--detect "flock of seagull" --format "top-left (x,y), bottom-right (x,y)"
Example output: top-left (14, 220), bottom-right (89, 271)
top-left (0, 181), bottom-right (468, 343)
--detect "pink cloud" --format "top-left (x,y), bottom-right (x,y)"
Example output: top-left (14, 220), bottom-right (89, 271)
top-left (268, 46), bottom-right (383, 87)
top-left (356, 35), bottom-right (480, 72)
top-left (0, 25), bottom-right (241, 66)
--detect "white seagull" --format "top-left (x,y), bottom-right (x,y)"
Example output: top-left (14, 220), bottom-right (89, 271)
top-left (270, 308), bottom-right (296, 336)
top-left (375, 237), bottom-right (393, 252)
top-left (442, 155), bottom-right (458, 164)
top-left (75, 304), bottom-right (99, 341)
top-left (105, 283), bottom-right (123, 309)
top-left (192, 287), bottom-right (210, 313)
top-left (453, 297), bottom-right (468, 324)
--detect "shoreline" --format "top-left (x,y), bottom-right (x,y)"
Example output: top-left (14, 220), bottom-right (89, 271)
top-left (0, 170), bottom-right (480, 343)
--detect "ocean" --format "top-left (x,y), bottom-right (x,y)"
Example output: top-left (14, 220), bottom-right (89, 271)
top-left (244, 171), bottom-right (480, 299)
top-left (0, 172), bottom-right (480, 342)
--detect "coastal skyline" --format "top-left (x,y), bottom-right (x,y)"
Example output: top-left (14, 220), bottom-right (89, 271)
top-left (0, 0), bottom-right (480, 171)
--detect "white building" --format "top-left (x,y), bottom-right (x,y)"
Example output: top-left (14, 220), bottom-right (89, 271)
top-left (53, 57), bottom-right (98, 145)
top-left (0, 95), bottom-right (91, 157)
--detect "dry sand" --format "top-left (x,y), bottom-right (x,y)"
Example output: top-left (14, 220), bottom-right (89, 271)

..........

* What is required
Gather every line in the records above that contains the word "seagull", and copy each one out in full.

* Completed task
--detect "flock of seagull" --format "top-left (x,y), bottom-right (x,y)"
--detect "white seagull" --format "top-left (x,y), bottom-right (x,y)"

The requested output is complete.